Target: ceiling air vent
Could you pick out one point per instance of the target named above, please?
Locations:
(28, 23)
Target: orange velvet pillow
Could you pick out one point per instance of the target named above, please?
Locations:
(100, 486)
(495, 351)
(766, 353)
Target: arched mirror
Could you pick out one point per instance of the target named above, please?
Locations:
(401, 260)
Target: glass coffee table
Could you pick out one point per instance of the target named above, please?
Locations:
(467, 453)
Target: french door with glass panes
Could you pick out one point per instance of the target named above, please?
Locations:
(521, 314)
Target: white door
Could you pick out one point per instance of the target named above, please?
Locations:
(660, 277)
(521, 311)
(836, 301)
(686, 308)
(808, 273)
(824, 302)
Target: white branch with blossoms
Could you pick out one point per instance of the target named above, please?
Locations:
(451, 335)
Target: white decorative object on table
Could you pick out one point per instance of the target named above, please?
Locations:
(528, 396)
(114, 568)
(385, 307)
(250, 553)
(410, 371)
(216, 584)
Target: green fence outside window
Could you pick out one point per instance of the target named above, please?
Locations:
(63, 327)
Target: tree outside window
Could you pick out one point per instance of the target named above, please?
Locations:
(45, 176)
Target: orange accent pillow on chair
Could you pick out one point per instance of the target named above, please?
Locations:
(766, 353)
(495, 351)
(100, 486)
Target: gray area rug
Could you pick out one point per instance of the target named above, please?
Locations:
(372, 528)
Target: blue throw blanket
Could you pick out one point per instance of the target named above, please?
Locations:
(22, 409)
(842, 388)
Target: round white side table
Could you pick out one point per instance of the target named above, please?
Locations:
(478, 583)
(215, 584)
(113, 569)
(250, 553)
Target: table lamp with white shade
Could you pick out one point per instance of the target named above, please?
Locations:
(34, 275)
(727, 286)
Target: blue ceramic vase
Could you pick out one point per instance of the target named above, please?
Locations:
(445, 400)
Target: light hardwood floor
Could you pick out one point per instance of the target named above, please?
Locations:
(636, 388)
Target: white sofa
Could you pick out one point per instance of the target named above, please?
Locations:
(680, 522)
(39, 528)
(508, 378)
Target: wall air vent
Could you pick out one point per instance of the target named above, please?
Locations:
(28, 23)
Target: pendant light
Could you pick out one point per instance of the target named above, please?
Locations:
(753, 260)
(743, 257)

- **Work to be completed**:
In the material above, find each line that has the string "table" and return it.

- **Your response**:
Target: glass coffee table
Target: white decorative object on table
Target: round white side table
Target: table lamp with white shade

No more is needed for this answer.